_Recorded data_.
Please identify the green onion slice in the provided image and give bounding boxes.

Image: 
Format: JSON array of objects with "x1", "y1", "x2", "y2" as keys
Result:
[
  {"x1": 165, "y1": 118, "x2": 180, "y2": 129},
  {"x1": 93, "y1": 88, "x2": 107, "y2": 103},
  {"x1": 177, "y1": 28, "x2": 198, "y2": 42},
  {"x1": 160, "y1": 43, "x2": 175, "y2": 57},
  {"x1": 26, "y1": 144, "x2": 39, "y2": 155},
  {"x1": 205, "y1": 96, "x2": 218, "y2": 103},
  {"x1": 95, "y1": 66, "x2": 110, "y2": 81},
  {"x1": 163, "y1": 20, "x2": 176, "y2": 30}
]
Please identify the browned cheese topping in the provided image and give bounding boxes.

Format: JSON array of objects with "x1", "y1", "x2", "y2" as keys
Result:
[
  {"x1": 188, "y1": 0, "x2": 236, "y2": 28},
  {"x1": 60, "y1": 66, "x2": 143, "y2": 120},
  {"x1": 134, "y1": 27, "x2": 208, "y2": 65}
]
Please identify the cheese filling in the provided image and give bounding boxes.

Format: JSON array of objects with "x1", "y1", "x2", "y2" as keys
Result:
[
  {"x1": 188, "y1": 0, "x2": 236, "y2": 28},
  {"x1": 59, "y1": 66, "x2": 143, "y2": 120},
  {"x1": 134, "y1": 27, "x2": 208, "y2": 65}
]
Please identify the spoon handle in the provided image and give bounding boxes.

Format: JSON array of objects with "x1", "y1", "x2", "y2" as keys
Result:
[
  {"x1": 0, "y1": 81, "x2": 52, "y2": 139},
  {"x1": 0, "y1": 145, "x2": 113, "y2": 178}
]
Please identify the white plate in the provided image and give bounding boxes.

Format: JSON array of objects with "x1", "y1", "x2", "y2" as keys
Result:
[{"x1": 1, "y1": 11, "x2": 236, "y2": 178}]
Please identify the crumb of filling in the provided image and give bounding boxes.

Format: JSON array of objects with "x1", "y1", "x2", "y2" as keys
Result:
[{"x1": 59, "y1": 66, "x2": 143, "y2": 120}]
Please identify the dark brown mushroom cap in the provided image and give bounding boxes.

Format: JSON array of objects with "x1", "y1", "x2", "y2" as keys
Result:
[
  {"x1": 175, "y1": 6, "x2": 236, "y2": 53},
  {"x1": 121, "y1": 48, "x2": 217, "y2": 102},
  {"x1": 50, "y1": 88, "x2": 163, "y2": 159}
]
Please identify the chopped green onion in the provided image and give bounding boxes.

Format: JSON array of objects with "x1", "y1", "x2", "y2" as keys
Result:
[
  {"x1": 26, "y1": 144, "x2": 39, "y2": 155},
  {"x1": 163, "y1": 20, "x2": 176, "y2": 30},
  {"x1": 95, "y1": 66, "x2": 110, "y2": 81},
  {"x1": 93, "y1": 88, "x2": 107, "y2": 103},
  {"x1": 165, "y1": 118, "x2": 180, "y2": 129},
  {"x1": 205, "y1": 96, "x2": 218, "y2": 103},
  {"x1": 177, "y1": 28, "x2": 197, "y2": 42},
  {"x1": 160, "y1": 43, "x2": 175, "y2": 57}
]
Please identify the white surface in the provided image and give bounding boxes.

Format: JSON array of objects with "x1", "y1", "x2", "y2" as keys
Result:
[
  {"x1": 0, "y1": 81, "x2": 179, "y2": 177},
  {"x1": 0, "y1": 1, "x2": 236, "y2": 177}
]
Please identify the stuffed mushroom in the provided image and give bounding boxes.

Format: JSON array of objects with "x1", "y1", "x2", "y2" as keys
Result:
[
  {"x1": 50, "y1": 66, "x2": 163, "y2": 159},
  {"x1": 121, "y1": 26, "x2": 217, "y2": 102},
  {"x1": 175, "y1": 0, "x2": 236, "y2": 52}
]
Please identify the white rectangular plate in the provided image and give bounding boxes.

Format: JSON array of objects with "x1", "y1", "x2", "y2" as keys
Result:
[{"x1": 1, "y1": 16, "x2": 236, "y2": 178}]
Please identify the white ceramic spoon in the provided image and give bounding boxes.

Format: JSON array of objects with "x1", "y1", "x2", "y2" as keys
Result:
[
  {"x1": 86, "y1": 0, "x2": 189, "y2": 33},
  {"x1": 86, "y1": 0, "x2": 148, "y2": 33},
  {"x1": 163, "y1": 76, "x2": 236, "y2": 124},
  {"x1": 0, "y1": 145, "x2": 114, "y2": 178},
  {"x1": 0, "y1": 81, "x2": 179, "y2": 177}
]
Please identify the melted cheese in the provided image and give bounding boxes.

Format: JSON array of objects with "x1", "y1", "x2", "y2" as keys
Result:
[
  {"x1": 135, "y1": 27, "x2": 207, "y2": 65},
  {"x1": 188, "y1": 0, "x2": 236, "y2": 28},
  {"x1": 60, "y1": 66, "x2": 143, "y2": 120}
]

_WORK REQUIRED_. All lines above from the one holding "Please identify the white plate" to the one holding "Please identify the crumb", inclusive, are to be copied exactly; no other line is wanted.

_YOUR RESPONSE_.
Please identify the white plate in the provided image and give bounding boxes.

Format: JSON array of objects with "x1", "y1", "x2", "y2" as keys
Result:
[{"x1": 1, "y1": 11, "x2": 236, "y2": 178}]
Please identify the crumb of filling in the provided image and give bounding boxes.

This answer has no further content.